_What you need to do_
Copy out the data from the line containing "Question. Give the pixel coordinates of a point on the clock" through the line containing "x=114, y=200", with no changes.

_Records supplied_
● ● ● ● ● ● ●

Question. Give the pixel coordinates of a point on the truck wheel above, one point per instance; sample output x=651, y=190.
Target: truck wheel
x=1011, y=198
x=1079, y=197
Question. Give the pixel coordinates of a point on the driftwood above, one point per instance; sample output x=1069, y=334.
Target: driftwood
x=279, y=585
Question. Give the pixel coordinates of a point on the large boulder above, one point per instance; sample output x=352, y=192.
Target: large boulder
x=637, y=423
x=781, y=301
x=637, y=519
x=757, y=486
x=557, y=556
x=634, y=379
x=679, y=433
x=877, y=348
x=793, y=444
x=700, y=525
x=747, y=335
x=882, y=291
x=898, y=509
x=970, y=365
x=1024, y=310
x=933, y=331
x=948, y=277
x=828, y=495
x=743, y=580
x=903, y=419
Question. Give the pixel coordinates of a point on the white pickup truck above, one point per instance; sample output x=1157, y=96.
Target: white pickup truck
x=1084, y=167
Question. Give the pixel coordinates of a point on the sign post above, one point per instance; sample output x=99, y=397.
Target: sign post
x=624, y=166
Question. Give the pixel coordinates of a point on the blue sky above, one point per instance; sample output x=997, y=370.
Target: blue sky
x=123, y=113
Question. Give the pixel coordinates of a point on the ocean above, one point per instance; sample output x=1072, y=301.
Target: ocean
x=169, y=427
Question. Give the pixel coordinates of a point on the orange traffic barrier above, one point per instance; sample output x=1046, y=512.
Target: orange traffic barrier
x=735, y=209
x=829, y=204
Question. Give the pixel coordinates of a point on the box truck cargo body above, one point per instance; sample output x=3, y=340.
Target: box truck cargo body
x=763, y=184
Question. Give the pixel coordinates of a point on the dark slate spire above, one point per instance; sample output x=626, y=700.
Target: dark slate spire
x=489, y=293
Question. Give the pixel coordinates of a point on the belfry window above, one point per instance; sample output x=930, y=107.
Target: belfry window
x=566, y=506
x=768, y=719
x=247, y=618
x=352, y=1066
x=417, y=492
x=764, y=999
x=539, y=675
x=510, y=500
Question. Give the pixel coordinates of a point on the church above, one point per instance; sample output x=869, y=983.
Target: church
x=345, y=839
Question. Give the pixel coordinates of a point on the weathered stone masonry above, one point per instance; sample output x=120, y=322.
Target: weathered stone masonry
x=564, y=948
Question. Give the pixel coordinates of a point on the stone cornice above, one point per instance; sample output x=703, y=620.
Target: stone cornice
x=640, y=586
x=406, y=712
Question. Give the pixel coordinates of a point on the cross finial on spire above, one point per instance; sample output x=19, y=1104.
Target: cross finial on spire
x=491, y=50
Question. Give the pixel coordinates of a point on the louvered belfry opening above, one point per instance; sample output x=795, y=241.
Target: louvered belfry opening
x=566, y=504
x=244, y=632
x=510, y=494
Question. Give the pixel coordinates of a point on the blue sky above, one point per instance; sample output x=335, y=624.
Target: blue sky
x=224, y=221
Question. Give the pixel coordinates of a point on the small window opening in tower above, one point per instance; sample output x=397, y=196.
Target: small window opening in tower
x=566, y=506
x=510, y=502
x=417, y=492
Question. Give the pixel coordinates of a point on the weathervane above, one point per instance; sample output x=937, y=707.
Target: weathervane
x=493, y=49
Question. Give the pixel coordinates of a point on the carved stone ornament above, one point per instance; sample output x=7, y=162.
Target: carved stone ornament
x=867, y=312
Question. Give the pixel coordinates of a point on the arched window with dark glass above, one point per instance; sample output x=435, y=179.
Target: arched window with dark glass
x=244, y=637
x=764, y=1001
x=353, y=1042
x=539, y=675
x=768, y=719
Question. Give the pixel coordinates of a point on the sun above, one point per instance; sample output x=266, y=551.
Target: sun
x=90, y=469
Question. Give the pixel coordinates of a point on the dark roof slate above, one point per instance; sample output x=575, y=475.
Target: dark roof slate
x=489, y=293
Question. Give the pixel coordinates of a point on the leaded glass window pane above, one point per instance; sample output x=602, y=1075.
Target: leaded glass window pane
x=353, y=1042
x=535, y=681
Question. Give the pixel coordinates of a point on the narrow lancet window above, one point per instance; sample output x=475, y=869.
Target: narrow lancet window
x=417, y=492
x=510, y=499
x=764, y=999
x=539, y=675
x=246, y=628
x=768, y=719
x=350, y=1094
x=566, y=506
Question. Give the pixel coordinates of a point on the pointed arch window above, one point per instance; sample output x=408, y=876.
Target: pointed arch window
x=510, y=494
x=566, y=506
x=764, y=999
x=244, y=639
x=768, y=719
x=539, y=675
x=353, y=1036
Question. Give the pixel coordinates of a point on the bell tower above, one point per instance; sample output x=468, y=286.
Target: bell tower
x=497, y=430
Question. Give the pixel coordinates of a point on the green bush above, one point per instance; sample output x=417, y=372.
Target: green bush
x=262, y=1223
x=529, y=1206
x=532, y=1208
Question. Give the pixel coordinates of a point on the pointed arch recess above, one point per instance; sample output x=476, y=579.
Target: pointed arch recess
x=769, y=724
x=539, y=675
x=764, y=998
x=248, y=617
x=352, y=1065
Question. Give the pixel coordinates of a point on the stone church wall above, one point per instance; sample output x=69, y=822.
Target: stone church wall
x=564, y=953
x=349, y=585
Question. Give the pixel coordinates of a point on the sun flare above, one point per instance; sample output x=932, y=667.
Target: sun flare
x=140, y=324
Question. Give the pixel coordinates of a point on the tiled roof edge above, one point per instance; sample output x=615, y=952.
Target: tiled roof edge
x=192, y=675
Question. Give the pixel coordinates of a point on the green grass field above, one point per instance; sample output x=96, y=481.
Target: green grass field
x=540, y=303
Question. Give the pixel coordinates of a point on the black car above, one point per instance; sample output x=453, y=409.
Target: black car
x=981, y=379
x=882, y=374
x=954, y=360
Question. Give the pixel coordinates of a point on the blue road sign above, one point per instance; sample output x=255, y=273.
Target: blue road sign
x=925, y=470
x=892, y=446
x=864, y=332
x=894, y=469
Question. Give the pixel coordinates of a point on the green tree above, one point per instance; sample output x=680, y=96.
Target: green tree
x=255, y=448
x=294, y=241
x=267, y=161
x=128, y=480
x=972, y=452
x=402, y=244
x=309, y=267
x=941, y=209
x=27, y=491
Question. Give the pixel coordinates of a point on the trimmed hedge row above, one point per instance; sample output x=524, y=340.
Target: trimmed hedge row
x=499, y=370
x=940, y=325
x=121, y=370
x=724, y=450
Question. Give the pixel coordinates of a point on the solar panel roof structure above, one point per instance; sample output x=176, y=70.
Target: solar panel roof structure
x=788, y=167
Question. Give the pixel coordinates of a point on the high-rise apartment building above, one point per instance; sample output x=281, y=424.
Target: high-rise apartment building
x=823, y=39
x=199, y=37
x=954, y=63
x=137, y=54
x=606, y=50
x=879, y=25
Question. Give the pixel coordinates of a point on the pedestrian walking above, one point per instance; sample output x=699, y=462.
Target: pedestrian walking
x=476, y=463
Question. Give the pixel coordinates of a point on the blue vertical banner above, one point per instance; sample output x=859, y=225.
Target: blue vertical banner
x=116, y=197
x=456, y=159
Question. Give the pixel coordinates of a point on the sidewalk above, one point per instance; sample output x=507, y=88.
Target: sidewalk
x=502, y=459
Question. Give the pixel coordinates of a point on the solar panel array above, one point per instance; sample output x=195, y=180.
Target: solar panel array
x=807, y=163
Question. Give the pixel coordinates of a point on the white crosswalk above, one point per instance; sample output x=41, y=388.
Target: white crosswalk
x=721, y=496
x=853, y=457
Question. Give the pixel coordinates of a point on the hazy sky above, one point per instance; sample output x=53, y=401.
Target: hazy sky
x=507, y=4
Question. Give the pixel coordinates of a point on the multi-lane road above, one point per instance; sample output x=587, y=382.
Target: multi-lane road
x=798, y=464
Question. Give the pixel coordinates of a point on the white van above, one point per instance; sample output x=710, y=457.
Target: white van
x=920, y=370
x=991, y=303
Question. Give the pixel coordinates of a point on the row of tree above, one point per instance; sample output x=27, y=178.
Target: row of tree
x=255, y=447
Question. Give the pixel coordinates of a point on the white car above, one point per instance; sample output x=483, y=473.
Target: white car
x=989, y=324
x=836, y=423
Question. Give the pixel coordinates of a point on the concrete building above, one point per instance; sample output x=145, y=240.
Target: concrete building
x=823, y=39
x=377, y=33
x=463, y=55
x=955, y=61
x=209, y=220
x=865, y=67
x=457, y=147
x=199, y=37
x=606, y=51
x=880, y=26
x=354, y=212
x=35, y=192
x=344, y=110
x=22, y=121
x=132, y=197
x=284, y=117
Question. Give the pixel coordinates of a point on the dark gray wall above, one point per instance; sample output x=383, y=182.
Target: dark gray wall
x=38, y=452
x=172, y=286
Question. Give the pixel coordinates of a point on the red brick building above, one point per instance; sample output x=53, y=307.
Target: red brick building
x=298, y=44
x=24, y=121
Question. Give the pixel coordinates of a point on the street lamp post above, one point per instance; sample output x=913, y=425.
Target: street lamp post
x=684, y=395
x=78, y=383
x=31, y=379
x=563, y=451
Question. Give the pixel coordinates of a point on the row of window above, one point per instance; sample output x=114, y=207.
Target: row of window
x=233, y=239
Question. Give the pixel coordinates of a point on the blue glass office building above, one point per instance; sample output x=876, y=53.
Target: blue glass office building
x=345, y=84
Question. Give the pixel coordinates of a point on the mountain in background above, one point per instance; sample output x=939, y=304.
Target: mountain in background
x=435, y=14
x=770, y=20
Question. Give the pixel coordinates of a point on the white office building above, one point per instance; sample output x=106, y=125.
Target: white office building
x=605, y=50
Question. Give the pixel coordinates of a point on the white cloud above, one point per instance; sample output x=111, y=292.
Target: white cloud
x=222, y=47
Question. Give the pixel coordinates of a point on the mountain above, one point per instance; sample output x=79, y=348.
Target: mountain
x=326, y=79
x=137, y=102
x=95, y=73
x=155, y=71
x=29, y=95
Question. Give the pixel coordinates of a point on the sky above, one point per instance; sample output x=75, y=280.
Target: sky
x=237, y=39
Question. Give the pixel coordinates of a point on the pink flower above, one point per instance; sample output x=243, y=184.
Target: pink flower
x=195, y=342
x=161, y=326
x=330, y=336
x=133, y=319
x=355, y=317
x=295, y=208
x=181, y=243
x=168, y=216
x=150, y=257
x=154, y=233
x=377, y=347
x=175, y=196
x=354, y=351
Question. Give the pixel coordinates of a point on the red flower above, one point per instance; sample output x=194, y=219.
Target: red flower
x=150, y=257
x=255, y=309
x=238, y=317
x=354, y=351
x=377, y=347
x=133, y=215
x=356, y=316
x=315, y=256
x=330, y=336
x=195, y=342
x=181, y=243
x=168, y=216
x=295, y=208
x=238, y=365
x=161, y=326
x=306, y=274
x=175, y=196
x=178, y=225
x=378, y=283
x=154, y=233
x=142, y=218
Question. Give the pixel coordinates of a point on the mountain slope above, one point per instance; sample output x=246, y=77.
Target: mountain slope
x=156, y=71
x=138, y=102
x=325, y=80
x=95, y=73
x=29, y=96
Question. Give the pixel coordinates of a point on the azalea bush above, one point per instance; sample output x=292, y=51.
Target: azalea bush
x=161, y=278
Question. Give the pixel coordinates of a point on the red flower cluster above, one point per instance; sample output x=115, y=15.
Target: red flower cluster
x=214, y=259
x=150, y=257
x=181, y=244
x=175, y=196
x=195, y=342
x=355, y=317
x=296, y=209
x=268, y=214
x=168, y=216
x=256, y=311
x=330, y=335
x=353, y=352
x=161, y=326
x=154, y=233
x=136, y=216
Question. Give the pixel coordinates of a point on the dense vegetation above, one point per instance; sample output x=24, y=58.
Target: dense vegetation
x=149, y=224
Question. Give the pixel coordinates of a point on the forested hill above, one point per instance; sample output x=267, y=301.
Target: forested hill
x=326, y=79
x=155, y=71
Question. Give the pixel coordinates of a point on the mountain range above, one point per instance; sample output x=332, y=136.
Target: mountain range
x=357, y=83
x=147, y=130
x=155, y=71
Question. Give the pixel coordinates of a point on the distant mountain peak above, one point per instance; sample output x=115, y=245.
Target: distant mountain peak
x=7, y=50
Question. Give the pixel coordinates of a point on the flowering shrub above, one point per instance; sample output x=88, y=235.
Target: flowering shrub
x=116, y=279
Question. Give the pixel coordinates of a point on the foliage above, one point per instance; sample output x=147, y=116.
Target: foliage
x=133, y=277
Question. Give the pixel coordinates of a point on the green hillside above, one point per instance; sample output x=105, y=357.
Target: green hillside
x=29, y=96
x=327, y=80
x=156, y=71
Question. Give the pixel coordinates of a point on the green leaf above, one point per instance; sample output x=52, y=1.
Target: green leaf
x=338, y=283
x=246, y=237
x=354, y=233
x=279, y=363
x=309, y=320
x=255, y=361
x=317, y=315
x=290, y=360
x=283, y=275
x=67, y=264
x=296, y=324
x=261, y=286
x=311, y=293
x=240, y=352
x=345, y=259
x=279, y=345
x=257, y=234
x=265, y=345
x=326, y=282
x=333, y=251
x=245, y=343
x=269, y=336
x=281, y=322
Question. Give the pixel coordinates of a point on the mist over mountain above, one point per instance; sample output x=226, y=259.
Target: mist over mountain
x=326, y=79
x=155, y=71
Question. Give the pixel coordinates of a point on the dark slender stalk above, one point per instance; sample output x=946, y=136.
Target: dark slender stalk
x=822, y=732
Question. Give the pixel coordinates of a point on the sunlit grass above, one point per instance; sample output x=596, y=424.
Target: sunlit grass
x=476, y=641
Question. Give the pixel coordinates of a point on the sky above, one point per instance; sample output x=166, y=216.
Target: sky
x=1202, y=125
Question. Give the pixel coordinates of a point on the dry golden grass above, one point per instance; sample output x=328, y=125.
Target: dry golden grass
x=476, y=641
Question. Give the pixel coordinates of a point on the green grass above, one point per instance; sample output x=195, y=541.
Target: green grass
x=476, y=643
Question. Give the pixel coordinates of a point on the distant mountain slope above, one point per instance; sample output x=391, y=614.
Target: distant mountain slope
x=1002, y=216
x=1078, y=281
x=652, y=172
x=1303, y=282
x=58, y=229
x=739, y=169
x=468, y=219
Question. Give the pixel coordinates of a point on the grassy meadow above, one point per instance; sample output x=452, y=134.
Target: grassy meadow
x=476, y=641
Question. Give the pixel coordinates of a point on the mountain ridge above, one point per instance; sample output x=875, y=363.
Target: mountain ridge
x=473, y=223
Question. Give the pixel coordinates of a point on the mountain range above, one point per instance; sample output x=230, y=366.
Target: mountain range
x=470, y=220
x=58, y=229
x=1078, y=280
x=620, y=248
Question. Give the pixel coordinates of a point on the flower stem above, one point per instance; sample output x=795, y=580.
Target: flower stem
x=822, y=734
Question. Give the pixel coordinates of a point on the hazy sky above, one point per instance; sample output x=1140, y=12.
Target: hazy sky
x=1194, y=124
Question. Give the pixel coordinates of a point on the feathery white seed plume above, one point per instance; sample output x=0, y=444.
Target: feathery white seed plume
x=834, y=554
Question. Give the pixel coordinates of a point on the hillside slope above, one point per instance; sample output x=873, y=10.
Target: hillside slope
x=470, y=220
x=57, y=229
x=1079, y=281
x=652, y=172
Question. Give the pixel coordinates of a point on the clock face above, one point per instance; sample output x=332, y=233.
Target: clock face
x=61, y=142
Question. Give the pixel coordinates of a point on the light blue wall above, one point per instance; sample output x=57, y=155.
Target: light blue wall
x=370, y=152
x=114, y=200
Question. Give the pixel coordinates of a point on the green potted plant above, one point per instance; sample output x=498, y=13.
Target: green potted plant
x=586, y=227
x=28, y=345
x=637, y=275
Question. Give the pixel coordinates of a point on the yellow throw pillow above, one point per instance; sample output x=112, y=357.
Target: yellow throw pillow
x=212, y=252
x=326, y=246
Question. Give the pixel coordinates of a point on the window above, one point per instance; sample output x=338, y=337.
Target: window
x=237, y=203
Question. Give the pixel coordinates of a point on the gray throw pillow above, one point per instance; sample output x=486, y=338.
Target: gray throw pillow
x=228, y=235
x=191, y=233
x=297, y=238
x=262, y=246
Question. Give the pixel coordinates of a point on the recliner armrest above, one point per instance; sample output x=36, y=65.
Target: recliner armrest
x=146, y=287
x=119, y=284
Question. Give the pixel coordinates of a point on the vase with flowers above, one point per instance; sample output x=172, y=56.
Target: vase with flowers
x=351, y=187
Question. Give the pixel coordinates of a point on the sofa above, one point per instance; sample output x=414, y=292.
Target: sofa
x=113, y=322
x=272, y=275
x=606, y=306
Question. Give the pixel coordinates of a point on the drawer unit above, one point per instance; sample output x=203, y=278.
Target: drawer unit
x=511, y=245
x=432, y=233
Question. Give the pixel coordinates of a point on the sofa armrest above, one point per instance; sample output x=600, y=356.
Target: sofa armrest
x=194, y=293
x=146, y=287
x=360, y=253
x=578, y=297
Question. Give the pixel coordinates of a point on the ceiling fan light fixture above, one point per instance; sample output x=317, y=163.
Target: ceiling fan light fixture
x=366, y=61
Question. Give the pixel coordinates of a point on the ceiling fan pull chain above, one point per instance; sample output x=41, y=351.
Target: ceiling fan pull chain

● ● ● ● ● ● ●

_Written reply_
Question. Give the pixel coordinates of a point on the clock face above, one point per instance; sample output x=332, y=233.
Target: clock face
x=61, y=142
Question. Give the pixel coordinates of a point on the light blue wall above, one point per instance; sample output x=57, y=155.
Target: light blue wall
x=370, y=152
x=114, y=200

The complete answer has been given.